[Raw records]
--- BEGIN ---

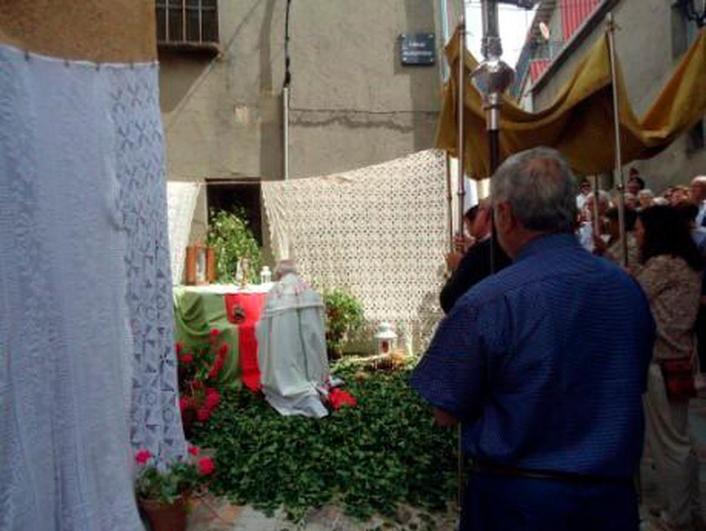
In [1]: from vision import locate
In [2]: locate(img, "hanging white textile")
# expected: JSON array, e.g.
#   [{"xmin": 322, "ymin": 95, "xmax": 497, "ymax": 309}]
[
  {"xmin": 0, "ymin": 46, "xmax": 184, "ymax": 531},
  {"xmin": 167, "ymin": 181, "xmax": 203, "ymax": 285},
  {"xmin": 256, "ymin": 273, "xmax": 329, "ymax": 418},
  {"xmin": 262, "ymin": 150, "xmax": 449, "ymax": 348}
]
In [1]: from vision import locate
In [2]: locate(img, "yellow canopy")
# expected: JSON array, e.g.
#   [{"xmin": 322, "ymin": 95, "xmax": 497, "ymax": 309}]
[{"xmin": 436, "ymin": 27, "xmax": 706, "ymax": 179}]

--- END ---

Your task:
List every line in the items above that contains the string "xmin", copying each one in full.

Exercise solution:
#   [{"xmin": 322, "ymin": 95, "xmax": 497, "ymax": 309}]
  {"xmin": 0, "ymin": 46, "xmax": 184, "ymax": 531},
  {"xmin": 167, "ymin": 181, "xmax": 203, "ymax": 285},
  {"xmin": 256, "ymin": 273, "xmax": 329, "ymax": 418},
  {"xmin": 262, "ymin": 150, "xmax": 449, "ymax": 348}
#   [{"xmin": 322, "ymin": 95, "xmax": 497, "ymax": 309}]
[{"xmin": 436, "ymin": 27, "xmax": 706, "ymax": 179}]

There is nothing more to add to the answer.